▶ **Task goal**
Each record below needs to be written out exactly as it appears.

(Records from a collection)
_ _ _ _ _ _ _

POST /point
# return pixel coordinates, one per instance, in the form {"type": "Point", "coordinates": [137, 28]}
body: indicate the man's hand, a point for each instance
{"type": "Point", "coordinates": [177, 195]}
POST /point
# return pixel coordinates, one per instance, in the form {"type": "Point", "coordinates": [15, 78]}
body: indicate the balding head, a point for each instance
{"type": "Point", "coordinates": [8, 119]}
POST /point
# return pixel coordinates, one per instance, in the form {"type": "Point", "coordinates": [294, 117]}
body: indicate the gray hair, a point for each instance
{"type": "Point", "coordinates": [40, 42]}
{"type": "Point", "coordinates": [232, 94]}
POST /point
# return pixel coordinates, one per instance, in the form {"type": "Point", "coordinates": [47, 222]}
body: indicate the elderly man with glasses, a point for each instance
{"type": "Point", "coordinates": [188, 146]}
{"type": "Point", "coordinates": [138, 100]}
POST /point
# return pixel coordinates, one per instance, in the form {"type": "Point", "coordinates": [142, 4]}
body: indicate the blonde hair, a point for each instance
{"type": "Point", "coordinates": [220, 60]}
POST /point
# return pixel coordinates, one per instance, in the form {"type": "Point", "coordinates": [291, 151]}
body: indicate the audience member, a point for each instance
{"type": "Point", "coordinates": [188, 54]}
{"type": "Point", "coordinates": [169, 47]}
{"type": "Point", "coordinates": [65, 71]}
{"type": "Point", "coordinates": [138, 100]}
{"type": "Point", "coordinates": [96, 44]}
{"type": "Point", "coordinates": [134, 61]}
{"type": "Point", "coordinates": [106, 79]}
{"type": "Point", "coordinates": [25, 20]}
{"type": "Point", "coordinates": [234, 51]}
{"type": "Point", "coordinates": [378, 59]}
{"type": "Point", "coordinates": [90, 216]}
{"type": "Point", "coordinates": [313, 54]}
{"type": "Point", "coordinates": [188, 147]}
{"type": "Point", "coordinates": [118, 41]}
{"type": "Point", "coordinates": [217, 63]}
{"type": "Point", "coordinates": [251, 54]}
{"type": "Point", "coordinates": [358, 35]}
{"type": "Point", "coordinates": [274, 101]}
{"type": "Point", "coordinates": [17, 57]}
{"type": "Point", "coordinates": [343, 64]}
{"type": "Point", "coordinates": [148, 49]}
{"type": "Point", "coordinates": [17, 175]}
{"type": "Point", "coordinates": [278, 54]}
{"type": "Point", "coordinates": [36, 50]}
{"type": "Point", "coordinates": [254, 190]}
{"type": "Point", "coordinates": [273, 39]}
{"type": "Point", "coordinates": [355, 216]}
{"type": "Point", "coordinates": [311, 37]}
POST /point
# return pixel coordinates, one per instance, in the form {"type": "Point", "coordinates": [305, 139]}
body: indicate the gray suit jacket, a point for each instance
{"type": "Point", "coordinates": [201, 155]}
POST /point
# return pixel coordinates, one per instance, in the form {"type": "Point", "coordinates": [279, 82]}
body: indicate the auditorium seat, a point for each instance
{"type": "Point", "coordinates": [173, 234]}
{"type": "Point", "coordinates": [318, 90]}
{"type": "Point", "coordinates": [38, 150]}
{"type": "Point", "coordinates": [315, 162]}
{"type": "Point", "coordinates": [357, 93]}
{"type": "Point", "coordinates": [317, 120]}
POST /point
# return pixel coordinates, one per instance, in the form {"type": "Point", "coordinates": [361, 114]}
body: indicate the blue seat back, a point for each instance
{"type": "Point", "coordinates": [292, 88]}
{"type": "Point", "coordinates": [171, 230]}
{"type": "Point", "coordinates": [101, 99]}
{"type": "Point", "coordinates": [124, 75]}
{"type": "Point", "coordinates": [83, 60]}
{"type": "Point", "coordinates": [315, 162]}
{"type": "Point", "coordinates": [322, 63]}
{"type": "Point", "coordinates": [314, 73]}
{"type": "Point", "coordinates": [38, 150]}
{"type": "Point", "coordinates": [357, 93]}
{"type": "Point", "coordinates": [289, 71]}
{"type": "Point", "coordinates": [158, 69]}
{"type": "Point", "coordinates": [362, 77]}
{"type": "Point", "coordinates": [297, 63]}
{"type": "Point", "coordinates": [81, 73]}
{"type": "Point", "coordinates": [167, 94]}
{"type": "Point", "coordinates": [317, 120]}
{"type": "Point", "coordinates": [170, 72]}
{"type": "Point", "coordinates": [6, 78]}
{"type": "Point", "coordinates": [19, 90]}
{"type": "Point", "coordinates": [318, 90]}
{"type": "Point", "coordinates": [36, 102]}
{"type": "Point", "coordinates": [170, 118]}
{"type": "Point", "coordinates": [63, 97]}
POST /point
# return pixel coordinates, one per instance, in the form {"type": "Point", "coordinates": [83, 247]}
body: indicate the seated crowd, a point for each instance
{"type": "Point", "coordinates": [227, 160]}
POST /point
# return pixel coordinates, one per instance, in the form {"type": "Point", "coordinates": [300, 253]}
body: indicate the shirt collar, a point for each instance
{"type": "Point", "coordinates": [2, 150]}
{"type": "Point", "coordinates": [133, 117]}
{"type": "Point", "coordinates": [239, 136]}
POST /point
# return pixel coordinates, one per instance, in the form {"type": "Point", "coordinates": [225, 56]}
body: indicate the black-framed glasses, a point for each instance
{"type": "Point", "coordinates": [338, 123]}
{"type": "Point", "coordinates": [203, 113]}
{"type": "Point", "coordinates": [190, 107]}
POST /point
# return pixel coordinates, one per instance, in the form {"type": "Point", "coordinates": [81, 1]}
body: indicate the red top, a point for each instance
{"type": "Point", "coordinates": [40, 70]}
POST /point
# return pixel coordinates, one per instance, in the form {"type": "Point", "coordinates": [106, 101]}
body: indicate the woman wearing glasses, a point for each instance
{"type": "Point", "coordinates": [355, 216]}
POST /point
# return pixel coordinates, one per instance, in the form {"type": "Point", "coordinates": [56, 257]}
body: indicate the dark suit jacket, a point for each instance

_ _ _ _ _ _ _

▶ **Answer space**
POST /point
# return pixel coordinates, one per instance, in the form {"type": "Point", "coordinates": [137, 28]}
body: indicate the man's hand, a point for each instance
{"type": "Point", "coordinates": [177, 195]}
POST /point
# return pixel coordinates, one per instance, in the form {"type": "Point", "coordinates": [15, 78]}
body: indicate the balding head, a point for each instance
{"type": "Point", "coordinates": [8, 119]}
POST /point
# return pixel coordinates, one per instance, in the form {"type": "Point", "coordinates": [294, 117]}
body: indicate the gray hair, a point for each instance
{"type": "Point", "coordinates": [40, 42]}
{"type": "Point", "coordinates": [232, 94]}
POST /point
# return pixel coordinates, one per instance, in the form {"type": "Point", "coordinates": [47, 222]}
body: indicate the elderly man with glasses, a point for each instance
{"type": "Point", "coordinates": [188, 146]}
{"type": "Point", "coordinates": [138, 100]}
POST /point
# return pixel coordinates, one per instance, in the form {"type": "Point", "coordinates": [142, 4]}
body: indicate the blonde hair, a point for each instance
{"type": "Point", "coordinates": [220, 60]}
POST /point
# return pixel coordinates, one per instance, in the form {"type": "Point", "coordinates": [291, 151]}
body: indicate the audience member, a point for each instance
{"type": "Point", "coordinates": [188, 54]}
{"type": "Point", "coordinates": [169, 47]}
{"type": "Point", "coordinates": [65, 71]}
{"type": "Point", "coordinates": [138, 100]}
{"type": "Point", "coordinates": [96, 44]}
{"type": "Point", "coordinates": [134, 61]}
{"type": "Point", "coordinates": [106, 79]}
{"type": "Point", "coordinates": [25, 20]}
{"type": "Point", "coordinates": [234, 51]}
{"type": "Point", "coordinates": [378, 59]}
{"type": "Point", "coordinates": [90, 216]}
{"type": "Point", "coordinates": [313, 54]}
{"type": "Point", "coordinates": [188, 147]}
{"type": "Point", "coordinates": [118, 41]}
{"type": "Point", "coordinates": [217, 63]}
{"type": "Point", "coordinates": [251, 54]}
{"type": "Point", "coordinates": [358, 35]}
{"type": "Point", "coordinates": [274, 101]}
{"type": "Point", "coordinates": [17, 57]}
{"type": "Point", "coordinates": [343, 64]}
{"type": "Point", "coordinates": [148, 49]}
{"type": "Point", "coordinates": [17, 175]}
{"type": "Point", "coordinates": [278, 54]}
{"type": "Point", "coordinates": [36, 50]}
{"type": "Point", "coordinates": [254, 190]}
{"type": "Point", "coordinates": [273, 39]}
{"type": "Point", "coordinates": [355, 216]}
{"type": "Point", "coordinates": [311, 37]}
POST /point
# return pixel coordinates, one per instance, in the form {"type": "Point", "coordinates": [305, 139]}
body: indicate the gray suit jacket, a point for each instance
{"type": "Point", "coordinates": [201, 155]}
POST /point
# return pixel coordinates, one per instance, in the form {"type": "Point", "coordinates": [279, 82]}
body: indicate the auditorium seat, a point for each instance
{"type": "Point", "coordinates": [173, 234]}
{"type": "Point", "coordinates": [318, 90]}
{"type": "Point", "coordinates": [38, 150]}
{"type": "Point", "coordinates": [315, 162]}
{"type": "Point", "coordinates": [357, 93]}
{"type": "Point", "coordinates": [317, 120]}
POST /point
# return pixel coordinates, one per instance, in the form {"type": "Point", "coordinates": [361, 114]}
body: indicate the blue seat back, a point for each instance
{"type": "Point", "coordinates": [292, 88]}
{"type": "Point", "coordinates": [171, 230]}
{"type": "Point", "coordinates": [101, 99]}
{"type": "Point", "coordinates": [124, 75]}
{"type": "Point", "coordinates": [83, 60]}
{"type": "Point", "coordinates": [315, 162]}
{"type": "Point", "coordinates": [322, 63]}
{"type": "Point", "coordinates": [314, 73]}
{"type": "Point", "coordinates": [38, 150]}
{"type": "Point", "coordinates": [357, 93]}
{"type": "Point", "coordinates": [289, 71]}
{"type": "Point", "coordinates": [158, 69]}
{"type": "Point", "coordinates": [362, 77]}
{"type": "Point", "coordinates": [297, 63]}
{"type": "Point", "coordinates": [81, 73]}
{"type": "Point", "coordinates": [167, 94]}
{"type": "Point", "coordinates": [317, 120]}
{"type": "Point", "coordinates": [170, 72]}
{"type": "Point", "coordinates": [6, 78]}
{"type": "Point", "coordinates": [19, 90]}
{"type": "Point", "coordinates": [318, 90]}
{"type": "Point", "coordinates": [36, 102]}
{"type": "Point", "coordinates": [170, 118]}
{"type": "Point", "coordinates": [63, 97]}
POST /point
# return pixel coordinates, one per instance, in the form {"type": "Point", "coordinates": [83, 247]}
body: indicate the seated crowd, a point for each instance
{"type": "Point", "coordinates": [227, 160]}
POST /point
# return pixel coordinates, one per instance, in the form {"type": "Point", "coordinates": [300, 253]}
body: indicate the shirt collar, a point for each instance
{"type": "Point", "coordinates": [2, 150]}
{"type": "Point", "coordinates": [133, 117]}
{"type": "Point", "coordinates": [239, 136]}
POST /point
# return pixel coordinates, one per instance, in the form {"type": "Point", "coordinates": [225, 56]}
body: indicate the black-framed glasses, a point for each instance
{"type": "Point", "coordinates": [338, 123]}
{"type": "Point", "coordinates": [203, 113]}
{"type": "Point", "coordinates": [190, 107]}
POST /point
# return pixel coordinates, one per instance, in the form {"type": "Point", "coordinates": [81, 1]}
body: indicate the red top, a point for each instance
{"type": "Point", "coordinates": [40, 70]}
POST /point
# return pixel coordinates, one per instance, in the form {"type": "Point", "coordinates": [106, 101]}
body: indicate the woman wearing glasses, a point for each instance
{"type": "Point", "coordinates": [355, 216]}
POST /point
# return pixel coordinates, one per instance, in the form {"type": "Point", "coordinates": [56, 257]}
body: indicate the dark suit jacket, a point for each instance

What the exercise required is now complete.